Identify all lines below that hold "every" and collect them.

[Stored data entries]
※ ※ ※

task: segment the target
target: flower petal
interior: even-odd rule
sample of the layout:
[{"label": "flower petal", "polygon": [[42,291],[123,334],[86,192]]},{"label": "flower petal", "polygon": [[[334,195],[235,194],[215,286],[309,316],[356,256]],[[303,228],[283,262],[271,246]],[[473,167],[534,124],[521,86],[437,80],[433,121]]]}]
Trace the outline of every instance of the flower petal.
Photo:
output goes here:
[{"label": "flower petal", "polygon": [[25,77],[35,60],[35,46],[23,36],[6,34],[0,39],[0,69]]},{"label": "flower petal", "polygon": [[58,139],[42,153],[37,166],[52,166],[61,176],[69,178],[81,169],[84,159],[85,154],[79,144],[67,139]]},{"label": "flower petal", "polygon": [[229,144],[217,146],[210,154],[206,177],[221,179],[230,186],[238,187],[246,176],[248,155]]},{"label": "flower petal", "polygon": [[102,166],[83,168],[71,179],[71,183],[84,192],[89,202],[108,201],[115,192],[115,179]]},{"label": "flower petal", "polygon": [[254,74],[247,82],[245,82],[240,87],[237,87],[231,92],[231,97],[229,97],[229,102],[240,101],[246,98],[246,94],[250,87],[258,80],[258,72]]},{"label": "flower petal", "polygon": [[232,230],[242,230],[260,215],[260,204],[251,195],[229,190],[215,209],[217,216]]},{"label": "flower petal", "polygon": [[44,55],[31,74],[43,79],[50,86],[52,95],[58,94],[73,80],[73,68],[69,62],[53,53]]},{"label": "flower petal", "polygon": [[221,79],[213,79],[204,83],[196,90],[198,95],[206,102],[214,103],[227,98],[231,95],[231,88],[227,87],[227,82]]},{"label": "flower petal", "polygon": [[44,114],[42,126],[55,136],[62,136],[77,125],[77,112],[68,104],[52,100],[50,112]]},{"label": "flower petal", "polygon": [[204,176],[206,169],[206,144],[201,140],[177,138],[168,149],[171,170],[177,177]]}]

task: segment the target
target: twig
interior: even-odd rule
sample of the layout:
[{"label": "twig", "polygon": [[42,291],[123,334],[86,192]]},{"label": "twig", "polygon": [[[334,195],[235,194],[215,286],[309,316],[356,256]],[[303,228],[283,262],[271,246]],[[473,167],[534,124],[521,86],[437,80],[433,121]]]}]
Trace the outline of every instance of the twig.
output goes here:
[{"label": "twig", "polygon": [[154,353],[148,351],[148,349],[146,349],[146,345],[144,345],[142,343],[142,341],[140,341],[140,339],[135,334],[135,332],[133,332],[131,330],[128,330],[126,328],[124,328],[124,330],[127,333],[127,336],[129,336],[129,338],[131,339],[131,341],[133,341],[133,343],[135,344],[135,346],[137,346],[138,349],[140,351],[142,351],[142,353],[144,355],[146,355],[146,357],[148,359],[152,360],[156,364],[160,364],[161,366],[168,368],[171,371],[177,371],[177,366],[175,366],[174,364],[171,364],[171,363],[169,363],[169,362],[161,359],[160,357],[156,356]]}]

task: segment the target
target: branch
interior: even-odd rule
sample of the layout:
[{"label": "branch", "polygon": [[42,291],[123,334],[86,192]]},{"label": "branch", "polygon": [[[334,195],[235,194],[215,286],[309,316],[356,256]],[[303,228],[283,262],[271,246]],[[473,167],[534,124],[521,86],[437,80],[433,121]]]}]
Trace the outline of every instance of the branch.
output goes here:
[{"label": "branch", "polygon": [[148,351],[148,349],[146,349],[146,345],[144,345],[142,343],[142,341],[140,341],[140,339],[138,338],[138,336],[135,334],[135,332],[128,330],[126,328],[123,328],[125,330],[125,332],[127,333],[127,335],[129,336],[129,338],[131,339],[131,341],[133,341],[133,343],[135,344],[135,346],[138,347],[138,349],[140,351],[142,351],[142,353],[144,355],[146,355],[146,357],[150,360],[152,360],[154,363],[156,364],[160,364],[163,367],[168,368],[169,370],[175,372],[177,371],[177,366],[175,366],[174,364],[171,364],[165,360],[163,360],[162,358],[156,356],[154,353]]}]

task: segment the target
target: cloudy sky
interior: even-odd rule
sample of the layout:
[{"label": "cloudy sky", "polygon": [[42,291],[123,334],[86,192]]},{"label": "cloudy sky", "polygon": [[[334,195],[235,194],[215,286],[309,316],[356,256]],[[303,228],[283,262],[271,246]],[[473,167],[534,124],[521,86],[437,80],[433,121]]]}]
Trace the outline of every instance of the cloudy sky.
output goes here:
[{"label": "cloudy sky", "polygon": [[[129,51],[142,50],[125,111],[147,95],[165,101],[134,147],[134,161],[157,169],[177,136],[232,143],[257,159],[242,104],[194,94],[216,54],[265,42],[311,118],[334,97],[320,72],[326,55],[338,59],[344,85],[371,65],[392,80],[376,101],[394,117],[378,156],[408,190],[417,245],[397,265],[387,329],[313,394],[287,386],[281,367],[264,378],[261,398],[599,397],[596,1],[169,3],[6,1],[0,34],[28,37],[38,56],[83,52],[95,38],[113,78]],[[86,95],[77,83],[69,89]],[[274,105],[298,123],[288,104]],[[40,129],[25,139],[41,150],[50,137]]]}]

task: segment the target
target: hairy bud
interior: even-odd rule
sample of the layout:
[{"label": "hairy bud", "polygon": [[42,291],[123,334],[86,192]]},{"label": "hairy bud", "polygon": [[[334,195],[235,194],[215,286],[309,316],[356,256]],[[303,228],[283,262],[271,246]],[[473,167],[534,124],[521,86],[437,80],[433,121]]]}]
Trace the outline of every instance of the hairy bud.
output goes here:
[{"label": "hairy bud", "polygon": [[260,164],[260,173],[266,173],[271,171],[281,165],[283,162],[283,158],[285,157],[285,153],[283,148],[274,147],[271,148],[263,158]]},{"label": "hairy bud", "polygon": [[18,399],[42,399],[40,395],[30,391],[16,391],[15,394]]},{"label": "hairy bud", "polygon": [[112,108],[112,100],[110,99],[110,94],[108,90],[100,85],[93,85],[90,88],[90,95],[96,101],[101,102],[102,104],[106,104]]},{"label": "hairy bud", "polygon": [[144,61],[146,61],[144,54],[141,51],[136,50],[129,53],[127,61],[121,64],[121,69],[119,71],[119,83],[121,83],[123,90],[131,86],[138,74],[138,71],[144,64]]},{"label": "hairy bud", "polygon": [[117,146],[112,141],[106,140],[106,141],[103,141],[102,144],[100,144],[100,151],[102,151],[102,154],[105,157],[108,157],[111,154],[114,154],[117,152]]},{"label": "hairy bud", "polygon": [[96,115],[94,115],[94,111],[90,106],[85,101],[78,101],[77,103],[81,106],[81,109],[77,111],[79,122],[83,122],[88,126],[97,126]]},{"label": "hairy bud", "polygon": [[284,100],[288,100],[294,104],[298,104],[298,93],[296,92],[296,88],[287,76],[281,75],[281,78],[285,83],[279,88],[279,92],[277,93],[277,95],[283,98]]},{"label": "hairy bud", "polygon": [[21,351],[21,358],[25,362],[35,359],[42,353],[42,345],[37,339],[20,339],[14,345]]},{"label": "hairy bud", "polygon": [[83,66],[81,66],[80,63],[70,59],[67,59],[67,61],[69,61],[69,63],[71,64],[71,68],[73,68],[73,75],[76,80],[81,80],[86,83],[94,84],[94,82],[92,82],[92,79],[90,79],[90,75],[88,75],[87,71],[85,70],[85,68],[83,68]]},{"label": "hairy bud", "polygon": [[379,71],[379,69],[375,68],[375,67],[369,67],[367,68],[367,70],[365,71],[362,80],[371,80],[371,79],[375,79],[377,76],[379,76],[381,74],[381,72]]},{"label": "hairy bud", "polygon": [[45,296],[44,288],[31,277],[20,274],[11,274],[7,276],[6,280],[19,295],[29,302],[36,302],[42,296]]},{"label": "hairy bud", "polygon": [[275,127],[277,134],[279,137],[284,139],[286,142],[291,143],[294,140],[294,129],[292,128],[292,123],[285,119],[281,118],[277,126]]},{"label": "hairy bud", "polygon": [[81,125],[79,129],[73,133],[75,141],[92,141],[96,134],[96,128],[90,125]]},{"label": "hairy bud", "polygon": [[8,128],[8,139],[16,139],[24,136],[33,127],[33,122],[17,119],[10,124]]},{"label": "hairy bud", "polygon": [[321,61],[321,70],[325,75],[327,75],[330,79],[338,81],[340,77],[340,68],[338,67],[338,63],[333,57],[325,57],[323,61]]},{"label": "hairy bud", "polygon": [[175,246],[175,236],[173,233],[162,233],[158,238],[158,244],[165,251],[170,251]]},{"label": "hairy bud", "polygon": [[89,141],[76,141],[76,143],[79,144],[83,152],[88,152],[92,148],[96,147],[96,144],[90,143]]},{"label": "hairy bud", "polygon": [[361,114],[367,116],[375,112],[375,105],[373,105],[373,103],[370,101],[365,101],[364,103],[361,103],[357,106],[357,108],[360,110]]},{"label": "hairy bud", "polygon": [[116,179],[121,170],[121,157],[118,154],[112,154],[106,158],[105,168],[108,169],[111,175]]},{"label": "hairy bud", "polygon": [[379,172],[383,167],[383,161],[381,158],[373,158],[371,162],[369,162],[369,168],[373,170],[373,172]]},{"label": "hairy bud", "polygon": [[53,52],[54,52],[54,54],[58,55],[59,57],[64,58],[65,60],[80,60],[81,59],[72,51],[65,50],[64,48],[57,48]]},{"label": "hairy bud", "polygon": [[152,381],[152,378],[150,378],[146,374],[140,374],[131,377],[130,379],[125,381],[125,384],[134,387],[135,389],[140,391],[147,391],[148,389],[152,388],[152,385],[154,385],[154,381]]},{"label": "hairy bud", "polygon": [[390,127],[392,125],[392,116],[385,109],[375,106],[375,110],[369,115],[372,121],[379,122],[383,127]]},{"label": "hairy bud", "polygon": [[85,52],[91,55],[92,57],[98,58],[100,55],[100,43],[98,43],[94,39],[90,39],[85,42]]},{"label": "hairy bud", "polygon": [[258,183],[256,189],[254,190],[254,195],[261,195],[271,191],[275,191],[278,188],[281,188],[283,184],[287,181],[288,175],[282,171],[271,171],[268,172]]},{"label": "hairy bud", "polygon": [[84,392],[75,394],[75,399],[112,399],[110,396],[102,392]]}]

※ ※ ※

§ Answer box:
Trace the outline of every instance of the flower petal.
Trace the outline of every instance of the twig.
Trace the outline of every instance of the branch.
Trace the outline of every instance of the cloudy sky.
Trace the outline of every instance of the hairy bud.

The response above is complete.